● SELECTED PASSAGE
+ + + + +

# Logitech mouse not working



## nvielbig (Oct 31, 2011)

Hello,

I have a Logitech mouse wireless mouse that I bought about a year ago. My laptop is having troubles with it lately, which is a new issue. I am getting the error "USB not recognized... blah blah". I put new batteries in the mouse , and tried it on another computer... works fine :\. 

Also, I tried "windows troubleshooter" for my 'unknown device :xolconfus' and it said the driver that I have is the most up to date driver for 'unknown device'. 

What is my next step?


Thanks,
Nick


----------



## nvielbig (Oct 31, 2011)

Anyone? T_T


----------



## gcavan (Aug 13, 2009)

Are other USB mice recognized by your computer? What about other USB devices? in all ports?

PS: are you using a hub or connecting direct to the PC?


----------



## nvielbig (Oct 31, 2011)

gcavan, thanks for the reply. I'm about to head to bed, but in the morning I can check for you.

+ + + + +

● GIVEN EXERCISE 1
Turn the paragraph in the Logitech mouse thread that begins "I have a Logitech mouse wireless mouse" into a short list, keeping its main facts.
● GIVEN EXERCISE 2
Using the Logitech mouse thread, decide whether each statement agrees with it. Answer yes or no, and quote the words that settle it.
(a) The mouse works on a different computer.
(b) The Windows troubleshooter found a newer driver for the unknown device.
(c) gcavan asked whether a hub is being used.
● GIVEN EXERCISE 3
Write the next part of the Logitech mouse thread, starting after its final post.

Point annotation dataset records:
+ + + + +

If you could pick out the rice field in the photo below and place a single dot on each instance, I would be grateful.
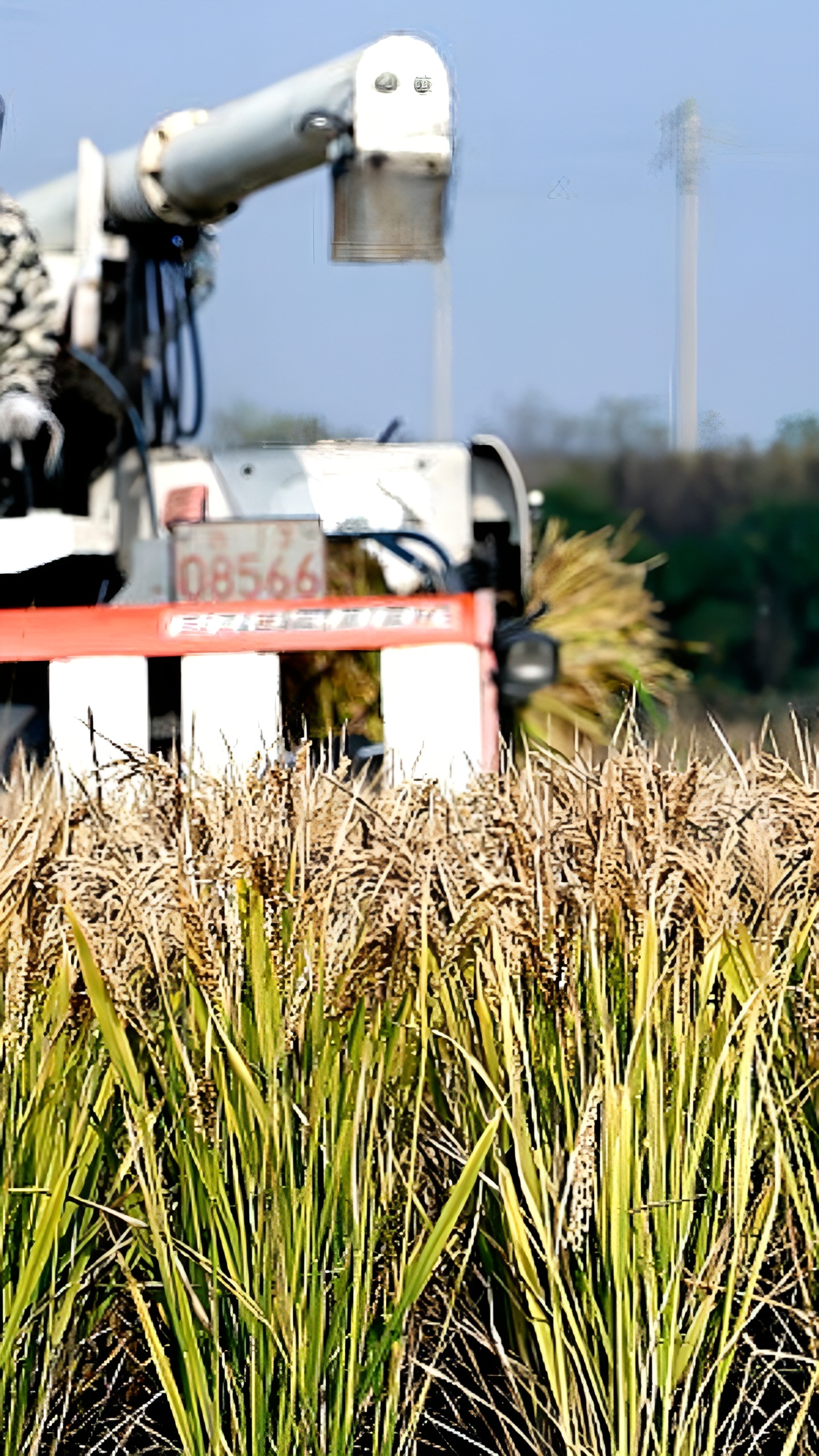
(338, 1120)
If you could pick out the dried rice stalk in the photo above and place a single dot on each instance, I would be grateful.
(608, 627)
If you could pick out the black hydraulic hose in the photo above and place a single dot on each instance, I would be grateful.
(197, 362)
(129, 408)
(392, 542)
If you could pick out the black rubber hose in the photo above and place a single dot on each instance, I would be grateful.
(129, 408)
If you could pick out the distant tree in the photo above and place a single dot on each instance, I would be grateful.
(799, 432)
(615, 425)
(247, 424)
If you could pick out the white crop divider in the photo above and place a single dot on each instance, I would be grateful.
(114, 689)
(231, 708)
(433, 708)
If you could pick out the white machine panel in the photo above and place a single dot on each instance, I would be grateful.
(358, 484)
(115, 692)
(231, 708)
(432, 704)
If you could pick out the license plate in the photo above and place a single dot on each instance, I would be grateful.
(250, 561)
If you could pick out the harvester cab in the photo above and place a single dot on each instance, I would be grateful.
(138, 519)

+ + + + +

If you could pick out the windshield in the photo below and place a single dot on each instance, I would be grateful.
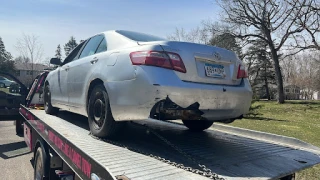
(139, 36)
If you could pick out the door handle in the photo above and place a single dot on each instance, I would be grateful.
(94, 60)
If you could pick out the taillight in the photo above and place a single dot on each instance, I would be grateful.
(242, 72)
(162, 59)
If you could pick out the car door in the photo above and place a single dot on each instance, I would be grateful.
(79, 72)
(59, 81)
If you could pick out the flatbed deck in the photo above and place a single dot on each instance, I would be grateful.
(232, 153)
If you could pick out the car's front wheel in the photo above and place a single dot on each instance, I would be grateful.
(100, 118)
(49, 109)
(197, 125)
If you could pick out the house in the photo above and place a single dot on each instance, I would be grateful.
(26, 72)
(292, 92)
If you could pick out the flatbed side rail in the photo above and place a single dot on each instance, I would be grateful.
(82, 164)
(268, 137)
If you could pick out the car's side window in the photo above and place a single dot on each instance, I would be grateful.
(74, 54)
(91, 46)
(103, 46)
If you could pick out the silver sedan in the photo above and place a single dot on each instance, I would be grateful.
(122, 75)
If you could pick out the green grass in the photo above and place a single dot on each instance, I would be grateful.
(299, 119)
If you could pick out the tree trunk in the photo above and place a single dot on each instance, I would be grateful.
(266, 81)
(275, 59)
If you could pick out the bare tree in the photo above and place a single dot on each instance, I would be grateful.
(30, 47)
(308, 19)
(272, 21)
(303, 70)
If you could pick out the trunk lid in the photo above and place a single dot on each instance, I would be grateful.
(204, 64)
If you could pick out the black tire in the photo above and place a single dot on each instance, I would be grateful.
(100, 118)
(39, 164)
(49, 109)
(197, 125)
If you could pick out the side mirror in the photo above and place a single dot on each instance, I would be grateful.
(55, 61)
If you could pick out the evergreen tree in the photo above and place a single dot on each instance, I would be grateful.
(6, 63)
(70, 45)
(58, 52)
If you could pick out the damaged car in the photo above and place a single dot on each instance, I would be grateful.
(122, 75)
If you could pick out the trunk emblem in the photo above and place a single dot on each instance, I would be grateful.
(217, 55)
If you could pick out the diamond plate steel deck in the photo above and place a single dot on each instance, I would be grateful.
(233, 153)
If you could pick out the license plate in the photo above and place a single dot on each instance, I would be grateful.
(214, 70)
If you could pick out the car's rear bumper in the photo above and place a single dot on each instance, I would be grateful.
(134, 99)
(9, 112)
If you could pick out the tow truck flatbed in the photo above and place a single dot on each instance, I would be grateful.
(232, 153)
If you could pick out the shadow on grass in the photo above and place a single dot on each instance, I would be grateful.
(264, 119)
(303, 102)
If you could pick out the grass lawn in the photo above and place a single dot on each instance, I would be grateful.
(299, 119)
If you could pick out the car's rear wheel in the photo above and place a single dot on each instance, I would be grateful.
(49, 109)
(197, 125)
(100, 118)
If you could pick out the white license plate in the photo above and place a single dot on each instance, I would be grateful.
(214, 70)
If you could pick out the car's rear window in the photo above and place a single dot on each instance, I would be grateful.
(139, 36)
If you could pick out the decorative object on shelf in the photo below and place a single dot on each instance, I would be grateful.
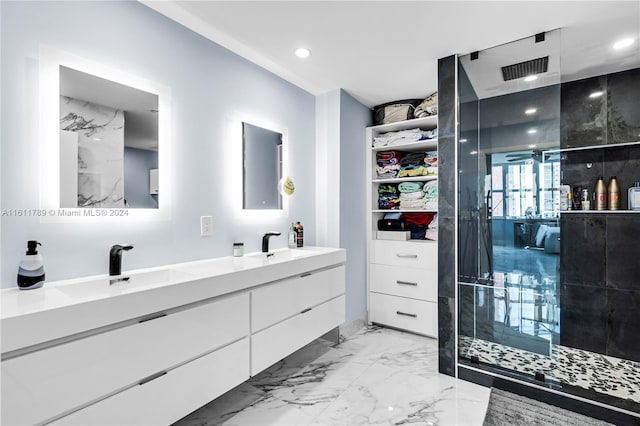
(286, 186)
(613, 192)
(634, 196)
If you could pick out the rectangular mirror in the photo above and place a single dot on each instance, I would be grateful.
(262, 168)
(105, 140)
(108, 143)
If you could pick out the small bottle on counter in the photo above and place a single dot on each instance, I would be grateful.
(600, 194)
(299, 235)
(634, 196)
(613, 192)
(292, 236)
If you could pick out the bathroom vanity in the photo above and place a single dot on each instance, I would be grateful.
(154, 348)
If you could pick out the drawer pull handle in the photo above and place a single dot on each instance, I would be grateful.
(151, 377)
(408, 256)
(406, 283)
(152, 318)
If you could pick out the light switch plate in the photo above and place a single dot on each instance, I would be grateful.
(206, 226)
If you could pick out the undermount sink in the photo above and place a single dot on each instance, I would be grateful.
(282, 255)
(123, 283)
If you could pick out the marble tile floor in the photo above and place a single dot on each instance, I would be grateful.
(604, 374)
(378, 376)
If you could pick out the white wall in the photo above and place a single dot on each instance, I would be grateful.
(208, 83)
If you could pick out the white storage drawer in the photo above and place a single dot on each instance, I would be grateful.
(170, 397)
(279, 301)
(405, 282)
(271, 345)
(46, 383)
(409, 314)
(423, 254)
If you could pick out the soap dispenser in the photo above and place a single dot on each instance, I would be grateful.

+ + + + +

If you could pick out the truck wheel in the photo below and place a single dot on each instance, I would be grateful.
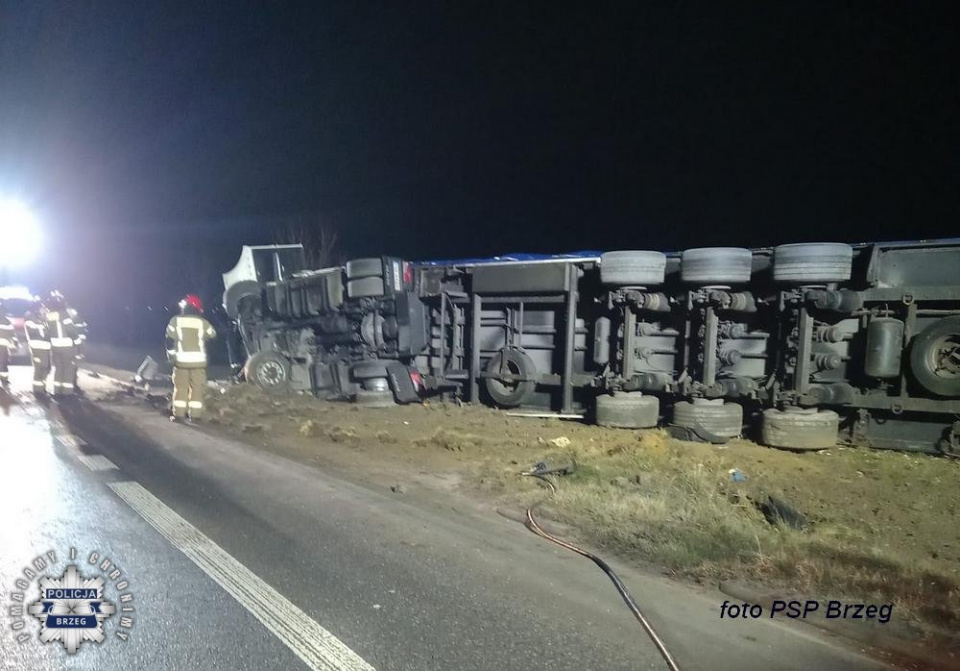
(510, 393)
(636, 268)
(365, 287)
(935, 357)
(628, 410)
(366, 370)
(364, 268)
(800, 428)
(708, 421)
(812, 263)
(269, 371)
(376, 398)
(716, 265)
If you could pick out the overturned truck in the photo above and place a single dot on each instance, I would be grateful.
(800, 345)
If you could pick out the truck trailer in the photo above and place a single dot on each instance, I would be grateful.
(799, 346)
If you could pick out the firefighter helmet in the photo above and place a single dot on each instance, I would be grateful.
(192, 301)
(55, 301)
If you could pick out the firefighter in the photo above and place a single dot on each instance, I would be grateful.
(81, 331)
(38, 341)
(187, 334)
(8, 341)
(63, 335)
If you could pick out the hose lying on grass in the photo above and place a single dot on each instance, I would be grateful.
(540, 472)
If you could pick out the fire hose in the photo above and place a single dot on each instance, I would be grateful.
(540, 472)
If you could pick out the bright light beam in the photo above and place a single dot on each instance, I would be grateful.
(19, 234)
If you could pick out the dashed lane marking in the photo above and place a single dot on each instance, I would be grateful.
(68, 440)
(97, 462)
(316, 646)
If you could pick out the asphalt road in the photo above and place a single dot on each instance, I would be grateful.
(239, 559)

+ + + + +

● WRITTEN ANSWER 1
- Logitech wireless mouse, bought about a year ago
- The laptop has recently started having trouble with it; this is new
- Error shown: "USB not recognized"
- New batteries were put in the mouse
- The mouse works fine on another computer

● WRITTEN ANSWER 2
(a) Yes: "tried it on another computer... works fine"
(b) No: "it said the driver that I have is the most up to date driver for 'unknown device'"
(c) Yes: "are you using a hub or connecting direct to the PC?"

● WRITTEN ANSWER 3
I am not using a hub, I will check other USB's in the morning, but I have a feeling my USB ports are messed up, something I am unsure how to test/remedy.

-Nick


----------



## dai (Jul 2, 2004)

in the device manager click on view at the top and in the dropdown
show hidden devices
then uninstall all listed usb items
turn the computer off
unplug usb plugs
reboot twice
replug in the usb plugs


----------



## JimE (Apr 16, 2009)

You could also test the mouse on another PC. That will at least verify if the mouse is functional.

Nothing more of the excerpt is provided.